PROVIDED TEXT:
# New addition to the shop floor, aka basement



## PhotonFanatic (Dec 11, 2012)

Capable of 2350 degrees F--more than enough to harden most steels.

Hard to believe I bought this just for flashlights. LOL

And with a bit of luck, I hope to see something like this, but on a flashlight:


----------



## m_kluch (Dec 11, 2012)

So you bought it to color your flashlights or are you making flashlights? You could make christmas ornaments in that thing


----------



## Th232 (Dec 11, 2012)

I just have to ask... what material is that in the second pic? Pattern welding a lot of different types of metal rod together is the only thing I can think of at the moment, and even that seems strange.


----------



## PhotonFanatic (Dec 11, 2012)

m_kluch said:


> So you bought it to color your flashlights or are you making flashlights? You could make christmas ornaments in that thing



Both--I make flashlights--click on the CPF Custom Builders link in my signature.

And while the furnace won't directly color the flashlight that I'm working on, once the carbon steel is hardened, then it can be hot blued, which does color the metal.


----------



## PhotonFanatic (Dec 11, 2012)

Th232 said:


> I just have to ask... what material is that in the second pic? Pattern welding a lot of different types of metal rod together is the only thing I can think of at the moment, and even that seems strange.




The material is carbon steel--with the obvious physical inclusion of round balls within the basic carbon steel. When machined the balls will appear to be of varying diameters, even though they are all the same diameter.


----------



## m_kluch (Dec 11, 2012)

wow you make some badass lights. I'll keep an eye out for your work maybe I'll have to own one of those someday


----------



## darkzero (Dec 11, 2012)

Awesome, congrats Fred! I just wish I had more time taking shop class to learn heat treating before my instructor retired. The guy who took over didn't offer it. Can't wait to see what you do with it!


----------



## Data (Dec 11, 2012)

That is so cool.


----------



## StrikerDown (Dec 11, 2012)

Very cool Fred! How big is it? (Looks like almost a pizza size Kiln)

STATED PROBLEM 1:
Reproduce the passage of the furnace thread above from "Awesome, congrats Fred!" up to and including "do with it!", word for word.
STATED PROBLEM 2:
In the furnace thread, what maximum temperature is the new furnace said to reach?

SUPPLIED RECORDS:
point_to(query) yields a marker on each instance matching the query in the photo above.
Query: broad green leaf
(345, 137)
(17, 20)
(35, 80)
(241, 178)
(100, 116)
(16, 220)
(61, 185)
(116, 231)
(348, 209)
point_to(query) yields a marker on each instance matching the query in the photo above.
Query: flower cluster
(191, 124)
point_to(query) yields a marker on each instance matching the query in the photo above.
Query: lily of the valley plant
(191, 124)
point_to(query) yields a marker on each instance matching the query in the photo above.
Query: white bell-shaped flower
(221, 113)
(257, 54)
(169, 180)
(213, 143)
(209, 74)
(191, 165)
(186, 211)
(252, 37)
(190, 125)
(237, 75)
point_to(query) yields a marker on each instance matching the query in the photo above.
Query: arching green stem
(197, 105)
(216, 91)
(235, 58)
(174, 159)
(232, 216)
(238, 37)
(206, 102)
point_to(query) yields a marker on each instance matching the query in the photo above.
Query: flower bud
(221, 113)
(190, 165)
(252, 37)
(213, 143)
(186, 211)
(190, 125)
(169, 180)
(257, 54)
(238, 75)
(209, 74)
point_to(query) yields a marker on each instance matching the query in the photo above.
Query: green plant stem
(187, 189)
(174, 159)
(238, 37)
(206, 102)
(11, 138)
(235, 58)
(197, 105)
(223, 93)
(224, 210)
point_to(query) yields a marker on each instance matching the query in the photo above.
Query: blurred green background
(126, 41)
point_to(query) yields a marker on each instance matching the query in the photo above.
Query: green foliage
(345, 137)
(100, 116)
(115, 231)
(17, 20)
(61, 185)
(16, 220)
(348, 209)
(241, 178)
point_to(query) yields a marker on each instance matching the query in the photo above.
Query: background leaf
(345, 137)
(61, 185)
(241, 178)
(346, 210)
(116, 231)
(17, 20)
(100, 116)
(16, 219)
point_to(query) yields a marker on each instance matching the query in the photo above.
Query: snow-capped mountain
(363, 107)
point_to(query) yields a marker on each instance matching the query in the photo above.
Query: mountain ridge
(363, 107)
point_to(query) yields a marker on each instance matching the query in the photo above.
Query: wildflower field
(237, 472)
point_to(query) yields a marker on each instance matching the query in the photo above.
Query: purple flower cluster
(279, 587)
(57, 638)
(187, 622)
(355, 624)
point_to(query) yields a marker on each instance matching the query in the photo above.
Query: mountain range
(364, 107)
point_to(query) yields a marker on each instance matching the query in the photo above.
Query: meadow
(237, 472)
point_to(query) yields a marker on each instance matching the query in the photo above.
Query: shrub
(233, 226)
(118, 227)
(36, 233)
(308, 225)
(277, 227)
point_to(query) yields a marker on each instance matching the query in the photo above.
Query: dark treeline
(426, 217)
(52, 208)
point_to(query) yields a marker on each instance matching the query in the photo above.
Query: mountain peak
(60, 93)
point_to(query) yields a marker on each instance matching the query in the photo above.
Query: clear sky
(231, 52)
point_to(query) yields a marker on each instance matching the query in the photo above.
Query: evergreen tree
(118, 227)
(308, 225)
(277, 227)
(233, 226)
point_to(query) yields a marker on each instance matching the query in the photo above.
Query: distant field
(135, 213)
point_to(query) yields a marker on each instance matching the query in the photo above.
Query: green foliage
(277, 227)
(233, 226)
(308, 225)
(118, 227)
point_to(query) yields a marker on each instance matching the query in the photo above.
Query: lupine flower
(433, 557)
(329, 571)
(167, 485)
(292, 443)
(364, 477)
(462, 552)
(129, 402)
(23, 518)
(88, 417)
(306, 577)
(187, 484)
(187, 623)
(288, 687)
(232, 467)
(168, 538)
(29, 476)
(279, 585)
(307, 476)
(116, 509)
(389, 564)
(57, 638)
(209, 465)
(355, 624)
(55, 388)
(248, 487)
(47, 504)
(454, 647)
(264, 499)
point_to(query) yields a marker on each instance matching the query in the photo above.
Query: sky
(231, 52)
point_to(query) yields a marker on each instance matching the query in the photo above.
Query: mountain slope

COMPLETE RESPONSE 1:
Awesome, congrats Fred! I just wish I had more time taking shop class to learn heat treating before my instructor retired. The guy who took over didn't offer it. Can't wait to see what you do with it!

COMPLETE RESPONSE 2:
2350 degrees F